_What to work on_
Reproduce only the lines from the line containing "of the sky?" to the end of the entries below, including both of those lines.

[Image location labeling entries]

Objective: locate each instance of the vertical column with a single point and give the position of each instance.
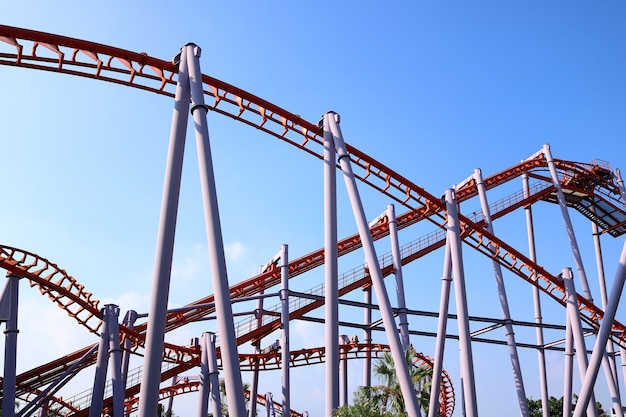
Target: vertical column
(9, 305)
(155, 332)
(465, 346)
(343, 366)
(258, 313)
(115, 358)
(541, 357)
(573, 316)
(446, 279)
(568, 223)
(609, 364)
(223, 308)
(331, 284)
(397, 267)
(129, 321)
(367, 336)
(331, 123)
(99, 380)
(586, 394)
(214, 375)
(568, 373)
(504, 302)
(284, 300)
(205, 383)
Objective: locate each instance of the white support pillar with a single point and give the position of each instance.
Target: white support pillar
(285, 353)
(504, 302)
(223, 307)
(397, 267)
(608, 363)
(254, 384)
(568, 223)
(331, 284)
(586, 394)
(331, 125)
(465, 345)
(367, 338)
(573, 316)
(446, 280)
(568, 373)
(541, 356)
(9, 307)
(155, 332)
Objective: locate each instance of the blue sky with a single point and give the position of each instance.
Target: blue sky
(431, 89)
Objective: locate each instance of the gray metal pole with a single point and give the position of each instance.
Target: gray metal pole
(205, 383)
(129, 321)
(102, 361)
(573, 314)
(586, 393)
(331, 283)
(115, 358)
(170, 401)
(254, 384)
(223, 308)
(285, 353)
(397, 267)
(214, 376)
(343, 371)
(609, 364)
(367, 336)
(541, 356)
(569, 367)
(55, 386)
(11, 292)
(465, 346)
(568, 223)
(504, 302)
(331, 123)
(155, 332)
(444, 302)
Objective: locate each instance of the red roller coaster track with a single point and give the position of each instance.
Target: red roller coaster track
(48, 52)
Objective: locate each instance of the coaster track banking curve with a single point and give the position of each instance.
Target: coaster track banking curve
(138, 70)
(22, 264)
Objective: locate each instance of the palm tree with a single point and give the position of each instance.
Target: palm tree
(224, 405)
(388, 395)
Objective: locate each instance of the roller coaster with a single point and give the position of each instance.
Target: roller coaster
(591, 190)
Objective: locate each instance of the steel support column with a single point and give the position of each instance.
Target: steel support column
(285, 353)
(129, 321)
(504, 302)
(223, 307)
(331, 124)
(573, 316)
(367, 335)
(155, 332)
(442, 326)
(254, 384)
(568, 373)
(586, 394)
(465, 345)
(568, 223)
(397, 267)
(609, 364)
(115, 358)
(9, 305)
(331, 284)
(541, 355)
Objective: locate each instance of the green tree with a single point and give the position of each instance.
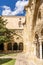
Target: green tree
(5, 34)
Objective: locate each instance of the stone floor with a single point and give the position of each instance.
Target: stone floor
(25, 60)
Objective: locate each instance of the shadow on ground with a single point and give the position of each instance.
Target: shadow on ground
(2, 61)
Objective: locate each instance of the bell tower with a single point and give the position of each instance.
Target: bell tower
(31, 17)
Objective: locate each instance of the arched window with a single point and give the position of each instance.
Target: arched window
(9, 46)
(15, 46)
(39, 14)
(42, 32)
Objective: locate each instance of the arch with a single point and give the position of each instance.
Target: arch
(15, 46)
(9, 46)
(21, 46)
(1, 46)
(42, 32)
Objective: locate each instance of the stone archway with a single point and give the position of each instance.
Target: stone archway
(1, 47)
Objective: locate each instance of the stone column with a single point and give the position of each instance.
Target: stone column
(40, 48)
(5, 47)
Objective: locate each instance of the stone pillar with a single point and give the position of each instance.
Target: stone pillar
(5, 47)
(40, 48)
(40, 51)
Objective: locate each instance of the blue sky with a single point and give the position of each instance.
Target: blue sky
(12, 7)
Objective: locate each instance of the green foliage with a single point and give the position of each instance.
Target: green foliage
(5, 34)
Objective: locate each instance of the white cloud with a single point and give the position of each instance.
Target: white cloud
(19, 7)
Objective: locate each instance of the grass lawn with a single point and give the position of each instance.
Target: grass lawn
(7, 61)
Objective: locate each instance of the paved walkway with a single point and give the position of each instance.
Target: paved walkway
(21, 60)
(24, 60)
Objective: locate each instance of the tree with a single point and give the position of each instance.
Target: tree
(5, 34)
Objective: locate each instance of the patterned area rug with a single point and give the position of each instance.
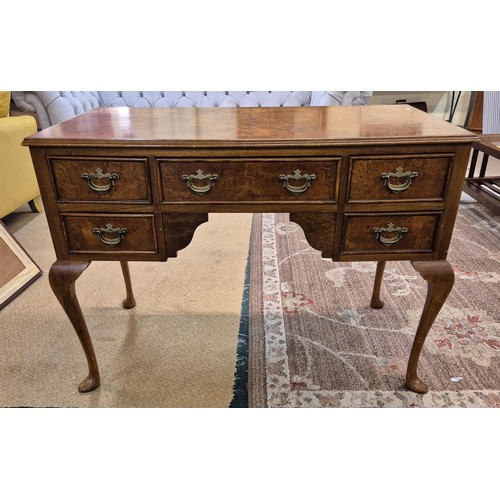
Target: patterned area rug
(315, 341)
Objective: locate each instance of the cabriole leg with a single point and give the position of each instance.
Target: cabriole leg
(440, 278)
(62, 278)
(129, 301)
(376, 302)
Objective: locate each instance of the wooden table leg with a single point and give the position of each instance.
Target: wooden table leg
(129, 301)
(440, 278)
(62, 277)
(376, 302)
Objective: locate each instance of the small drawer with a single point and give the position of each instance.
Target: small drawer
(89, 233)
(403, 178)
(100, 179)
(388, 232)
(249, 180)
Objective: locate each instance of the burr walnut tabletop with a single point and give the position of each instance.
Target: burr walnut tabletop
(364, 183)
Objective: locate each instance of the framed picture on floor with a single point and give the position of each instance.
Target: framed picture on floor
(17, 269)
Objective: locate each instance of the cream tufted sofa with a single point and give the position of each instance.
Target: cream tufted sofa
(55, 107)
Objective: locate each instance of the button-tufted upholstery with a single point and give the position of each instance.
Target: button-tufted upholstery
(55, 107)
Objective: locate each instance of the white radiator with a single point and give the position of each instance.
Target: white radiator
(491, 112)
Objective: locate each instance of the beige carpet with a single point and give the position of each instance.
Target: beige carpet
(315, 341)
(177, 348)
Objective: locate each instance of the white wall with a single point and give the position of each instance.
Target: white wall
(438, 102)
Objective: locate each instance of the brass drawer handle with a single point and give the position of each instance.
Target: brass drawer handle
(398, 174)
(200, 176)
(104, 233)
(297, 176)
(99, 175)
(377, 231)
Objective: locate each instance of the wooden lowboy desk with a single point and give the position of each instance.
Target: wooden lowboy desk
(365, 183)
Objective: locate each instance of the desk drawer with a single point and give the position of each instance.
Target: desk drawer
(100, 179)
(389, 233)
(250, 180)
(400, 178)
(89, 233)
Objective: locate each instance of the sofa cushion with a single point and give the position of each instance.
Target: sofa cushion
(199, 99)
(4, 104)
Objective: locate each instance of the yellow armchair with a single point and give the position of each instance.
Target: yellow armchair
(18, 184)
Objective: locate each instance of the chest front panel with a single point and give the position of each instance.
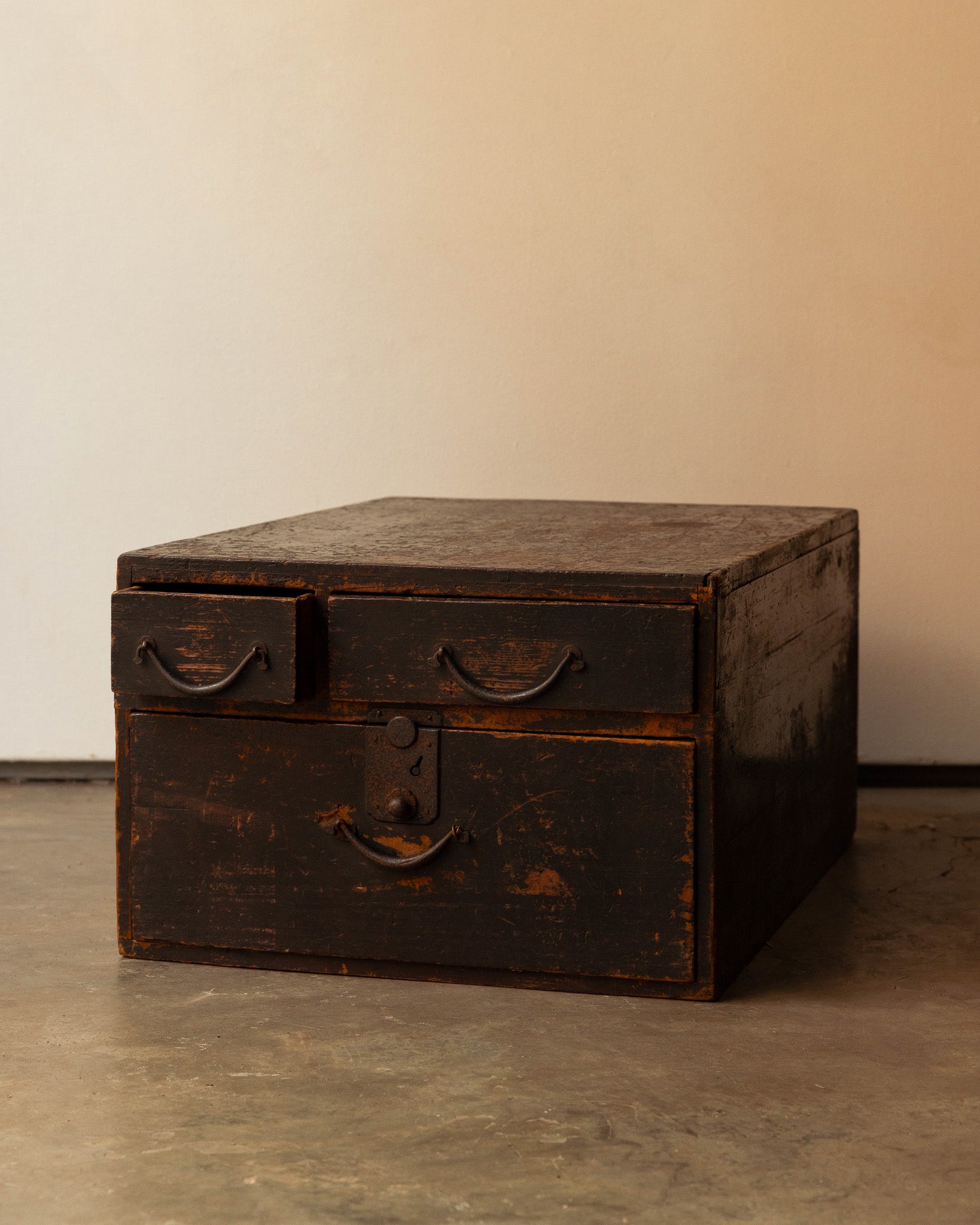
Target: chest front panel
(580, 858)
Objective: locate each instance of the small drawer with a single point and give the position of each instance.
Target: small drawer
(241, 648)
(569, 656)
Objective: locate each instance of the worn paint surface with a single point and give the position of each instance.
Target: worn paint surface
(836, 1084)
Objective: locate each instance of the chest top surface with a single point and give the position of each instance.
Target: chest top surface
(722, 546)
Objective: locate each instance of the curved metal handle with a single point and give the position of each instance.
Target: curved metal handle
(346, 830)
(147, 650)
(571, 658)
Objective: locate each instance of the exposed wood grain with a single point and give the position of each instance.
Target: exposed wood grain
(582, 857)
(228, 811)
(201, 636)
(662, 542)
(786, 743)
(638, 657)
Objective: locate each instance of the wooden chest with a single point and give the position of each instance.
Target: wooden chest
(581, 746)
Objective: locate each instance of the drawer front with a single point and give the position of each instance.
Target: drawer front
(581, 858)
(634, 657)
(241, 648)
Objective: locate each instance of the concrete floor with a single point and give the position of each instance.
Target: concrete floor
(836, 1082)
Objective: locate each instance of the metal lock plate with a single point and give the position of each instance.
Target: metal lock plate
(402, 773)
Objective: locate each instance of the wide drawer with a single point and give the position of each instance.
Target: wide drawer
(243, 648)
(581, 858)
(421, 650)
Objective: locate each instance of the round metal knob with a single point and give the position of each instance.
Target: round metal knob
(401, 732)
(402, 806)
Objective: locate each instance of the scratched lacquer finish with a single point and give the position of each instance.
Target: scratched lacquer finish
(579, 746)
(232, 847)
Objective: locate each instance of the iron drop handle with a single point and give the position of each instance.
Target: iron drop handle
(345, 830)
(571, 658)
(147, 650)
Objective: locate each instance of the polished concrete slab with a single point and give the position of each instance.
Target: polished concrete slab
(836, 1083)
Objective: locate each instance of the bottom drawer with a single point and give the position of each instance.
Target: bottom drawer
(581, 860)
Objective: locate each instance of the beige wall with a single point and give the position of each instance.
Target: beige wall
(266, 257)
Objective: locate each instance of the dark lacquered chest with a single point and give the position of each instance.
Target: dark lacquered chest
(573, 745)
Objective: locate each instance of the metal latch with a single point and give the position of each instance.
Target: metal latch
(402, 772)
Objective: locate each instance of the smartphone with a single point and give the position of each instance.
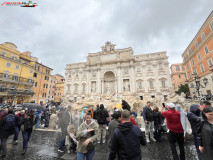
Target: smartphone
(163, 105)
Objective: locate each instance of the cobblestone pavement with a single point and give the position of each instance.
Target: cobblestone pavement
(44, 144)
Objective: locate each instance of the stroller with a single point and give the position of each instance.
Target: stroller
(70, 139)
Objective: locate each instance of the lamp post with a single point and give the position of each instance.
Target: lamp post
(198, 82)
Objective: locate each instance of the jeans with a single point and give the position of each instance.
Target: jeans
(17, 130)
(38, 116)
(197, 146)
(26, 137)
(149, 126)
(102, 132)
(157, 132)
(3, 147)
(85, 156)
(179, 138)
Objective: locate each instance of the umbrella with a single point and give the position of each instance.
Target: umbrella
(32, 106)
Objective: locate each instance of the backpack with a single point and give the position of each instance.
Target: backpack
(9, 123)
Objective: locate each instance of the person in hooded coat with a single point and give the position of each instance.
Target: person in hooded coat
(194, 117)
(126, 140)
(205, 134)
(183, 118)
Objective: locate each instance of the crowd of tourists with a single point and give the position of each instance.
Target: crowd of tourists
(81, 130)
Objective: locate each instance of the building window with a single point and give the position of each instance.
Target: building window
(15, 78)
(193, 63)
(138, 69)
(37, 68)
(183, 68)
(163, 84)
(5, 75)
(44, 95)
(84, 87)
(201, 68)
(177, 68)
(187, 66)
(211, 25)
(151, 85)
(17, 67)
(35, 84)
(140, 85)
(47, 71)
(209, 62)
(8, 64)
(196, 45)
(206, 50)
(203, 36)
(189, 75)
(198, 56)
(76, 87)
(160, 66)
(46, 78)
(35, 75)
(190, 51)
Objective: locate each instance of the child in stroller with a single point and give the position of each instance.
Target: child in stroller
(71, 140)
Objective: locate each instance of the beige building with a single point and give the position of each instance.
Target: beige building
(178, 75)
(116, 74)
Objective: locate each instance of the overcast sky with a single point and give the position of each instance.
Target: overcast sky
(65, 31)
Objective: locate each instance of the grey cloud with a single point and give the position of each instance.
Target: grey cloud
(63, 32)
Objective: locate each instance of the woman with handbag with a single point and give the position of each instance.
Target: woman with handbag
(87, 135)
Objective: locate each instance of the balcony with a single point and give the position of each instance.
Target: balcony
(15, 79)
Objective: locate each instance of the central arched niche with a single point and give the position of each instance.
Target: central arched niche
(109, 83)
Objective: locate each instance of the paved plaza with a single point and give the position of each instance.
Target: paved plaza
(44, 144)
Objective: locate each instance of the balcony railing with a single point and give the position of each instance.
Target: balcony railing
(15, 79)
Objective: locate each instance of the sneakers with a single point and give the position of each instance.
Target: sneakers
(59, 150)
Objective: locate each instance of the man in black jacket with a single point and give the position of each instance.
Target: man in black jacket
(102, 114)
(148, 117)
(126, 140)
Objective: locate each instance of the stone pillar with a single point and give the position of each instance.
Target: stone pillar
(119, 79)
(132, 78)
(99, 80)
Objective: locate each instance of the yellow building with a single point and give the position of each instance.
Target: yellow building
(16, 75)
(59, 91)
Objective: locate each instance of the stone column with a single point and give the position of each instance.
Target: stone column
(132, 77)
(99, 80)
(119, 79)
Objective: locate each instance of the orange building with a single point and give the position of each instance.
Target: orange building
(41, 79)
(178, 75)
(197, 58)
(59, 92)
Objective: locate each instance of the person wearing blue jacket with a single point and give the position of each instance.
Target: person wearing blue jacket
(126, 140)
(194, 117)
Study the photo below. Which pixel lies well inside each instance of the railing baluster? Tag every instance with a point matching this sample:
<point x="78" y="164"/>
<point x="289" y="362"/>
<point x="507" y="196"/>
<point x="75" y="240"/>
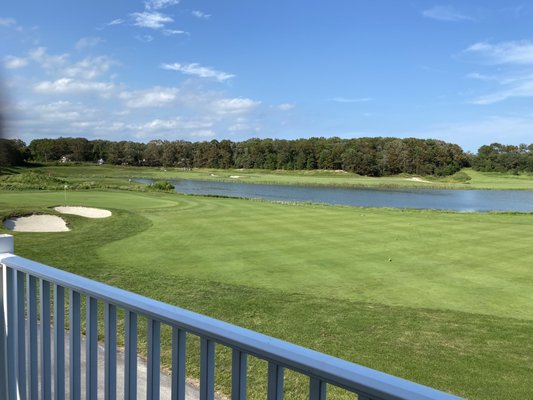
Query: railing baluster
<point x="178" y="363"/>
<point x="3" y="326"/>
<point x="317" y="389"/>
<point x="46" y="354"/>
<point x="238" y="375"/>
<point x="59" y="342"/>
<point x="91" y="353"/>
<point x="275" y="382"/>
<point x="207" y="369"/>
<point x="33" y="381"/>
<point x="110" y="322"/>
<point x="130" y="358"/>
<point x="75" y="345"/>
<point x="21" y="334"/>
<point x="11" y="334"/>
<point x="154" y="355"/>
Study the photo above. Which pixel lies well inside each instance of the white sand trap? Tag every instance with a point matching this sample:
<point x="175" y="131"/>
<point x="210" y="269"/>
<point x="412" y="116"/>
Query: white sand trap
<point x="36" y="223"/>
<point x="415" y="179"/>
<point x="86" y="212"/>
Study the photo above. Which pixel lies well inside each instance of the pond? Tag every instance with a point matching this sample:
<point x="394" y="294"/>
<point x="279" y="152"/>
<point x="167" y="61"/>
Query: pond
<point x="457" y="200"/>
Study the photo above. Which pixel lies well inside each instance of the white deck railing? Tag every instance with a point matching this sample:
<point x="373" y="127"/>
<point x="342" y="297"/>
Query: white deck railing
<point x="26" y="370"/>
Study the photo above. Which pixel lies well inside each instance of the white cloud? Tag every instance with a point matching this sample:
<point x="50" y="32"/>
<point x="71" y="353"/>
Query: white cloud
<point x="234" y="106"/>
<point x="446" y="14"/>
<point x="155" y="97"/>
<point x="350" y="100"/>
<point x="170" y="32"/>
<point x="87" y="42"/>
<point x="117" y="21"/>
<point x="197" y="70"/>
<point x="8" y="22"/>
<point x="200" y="14"/>
<point x="205" y="133"/>
<point x="177" y="123"/>
<point x="144" y="38"/>
<point x="12" y="62"/>
<point x="517" y="88"/>
<point x="285" y="106"/>
<point x="46" y="61"/>
<point x="481" y="77"/>
<point x="68" y="85"/>
<point x="472" y="134"/>
<point x="152" y="20"/>
<point x="514" y="52"/>
<point x="511" y="84"/>
<point x="159" y="4"/>
<point x="89" y="68"/>
<point x="61" y="111"/>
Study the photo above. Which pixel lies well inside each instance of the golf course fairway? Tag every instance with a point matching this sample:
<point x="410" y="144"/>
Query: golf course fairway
<point x="441" y="298"/>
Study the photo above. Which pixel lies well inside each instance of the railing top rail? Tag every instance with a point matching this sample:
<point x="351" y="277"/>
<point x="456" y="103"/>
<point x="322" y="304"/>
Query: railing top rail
<point x="330" y="369"/>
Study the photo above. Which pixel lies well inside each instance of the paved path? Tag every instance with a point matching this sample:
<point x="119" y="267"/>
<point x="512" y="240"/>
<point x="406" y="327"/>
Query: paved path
<point x="191" y="392"/>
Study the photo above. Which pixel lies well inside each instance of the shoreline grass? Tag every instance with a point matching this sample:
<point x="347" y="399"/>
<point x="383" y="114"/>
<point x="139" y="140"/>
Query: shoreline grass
<point x="78" y="173"/>
<point x="452" y="310"/>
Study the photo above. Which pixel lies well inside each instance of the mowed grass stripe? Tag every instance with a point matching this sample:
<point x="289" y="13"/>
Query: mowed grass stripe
<point x="317" y="276"/>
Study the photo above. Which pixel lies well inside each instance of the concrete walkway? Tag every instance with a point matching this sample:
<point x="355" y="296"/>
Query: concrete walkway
<point x="191" y="392"/>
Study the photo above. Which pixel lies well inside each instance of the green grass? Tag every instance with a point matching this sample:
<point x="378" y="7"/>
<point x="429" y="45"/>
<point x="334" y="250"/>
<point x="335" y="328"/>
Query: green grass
<point x="99" y="174"/>
<point x="453" y="308"/>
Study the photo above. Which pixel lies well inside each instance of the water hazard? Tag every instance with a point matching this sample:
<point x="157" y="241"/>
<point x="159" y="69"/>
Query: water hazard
<point x="457" y="200"/>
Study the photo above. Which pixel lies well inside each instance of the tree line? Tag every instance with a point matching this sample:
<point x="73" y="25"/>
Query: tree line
<point x="498" y="157"/>
<point x="376" y="156"/>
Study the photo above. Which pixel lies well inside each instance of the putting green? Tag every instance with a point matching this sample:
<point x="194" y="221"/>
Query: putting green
<point x="445" y="299"/>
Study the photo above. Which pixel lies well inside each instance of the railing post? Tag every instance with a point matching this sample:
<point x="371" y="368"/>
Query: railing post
<point x="6" y="247"/>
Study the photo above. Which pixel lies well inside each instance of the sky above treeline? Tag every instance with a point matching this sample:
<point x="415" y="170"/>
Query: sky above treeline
<point x="209" y="69"/>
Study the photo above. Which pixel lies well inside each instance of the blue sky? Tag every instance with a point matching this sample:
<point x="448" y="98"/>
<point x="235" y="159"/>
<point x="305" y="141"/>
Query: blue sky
<point x="200" y="70"/>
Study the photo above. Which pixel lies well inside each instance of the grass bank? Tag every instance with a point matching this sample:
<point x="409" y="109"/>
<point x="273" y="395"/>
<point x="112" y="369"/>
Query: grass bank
<point x="444" y="299"/>
<point x="119" y="175"/>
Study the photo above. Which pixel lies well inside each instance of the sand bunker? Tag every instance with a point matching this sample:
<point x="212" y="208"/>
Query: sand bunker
<point x="36" y="223"/>
<point x="86" y="212"/>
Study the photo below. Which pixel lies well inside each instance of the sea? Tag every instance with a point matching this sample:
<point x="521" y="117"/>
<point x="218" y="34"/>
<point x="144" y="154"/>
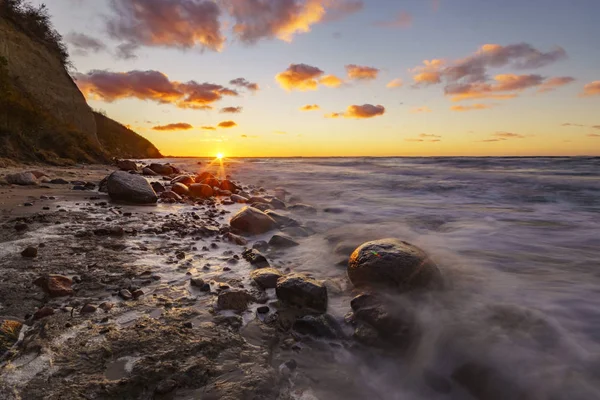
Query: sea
<point x="517" y="239"/>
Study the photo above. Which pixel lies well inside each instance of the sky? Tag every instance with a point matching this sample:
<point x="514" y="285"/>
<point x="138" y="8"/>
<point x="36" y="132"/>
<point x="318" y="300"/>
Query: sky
<point x="280" y="78"/>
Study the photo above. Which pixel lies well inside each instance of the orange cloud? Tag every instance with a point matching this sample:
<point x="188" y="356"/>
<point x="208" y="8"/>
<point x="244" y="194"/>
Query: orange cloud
<point x="471" y="107"/>
<point x="402" y="20"/>
<point x="227" y="124"/>
<point x="150" y="85"/>
<point x="180" y="126"/>
<point x="359" y="112"/>
<point x="310" y="107"/>
<point x="418" y="110"/>
<point x="591" y="89"/>
<point x="396" y="83"/>
<point x="361" y="72"/>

_Output of the exercise_
Study the photo above. Which pixel lies well inside each instance of the sky? Tag every instance with a point matching this sample:
<point x="514" y="285"/>
<point x="138" y="8"/>
<point x="36" y="132"/>
<point x="318" y="300"/>
Query: sky
<point x="280" y="78"/>
Study the photo above. Which pixel lies well inside each instance of the orange cloud? Tag every instance with a point matching this sample:
<point x="188" y="356"/>
<point x="208" y="8"/>
<point x="244" y="194"/>
Query: orange cloud
<point x="471" y="107"/>
<point x="402" y="20"/>
<point x="227" y="124"/>
<point x="150" y="85"/>
<point x="180" y="126"/>
<point x="359" y="112"/>
<point x="310" y="107"/>
<point x="418" y="110"/>
<point x="591" y="89"/>
<point x="396" y="83"/>
<point x="361" y="72"/>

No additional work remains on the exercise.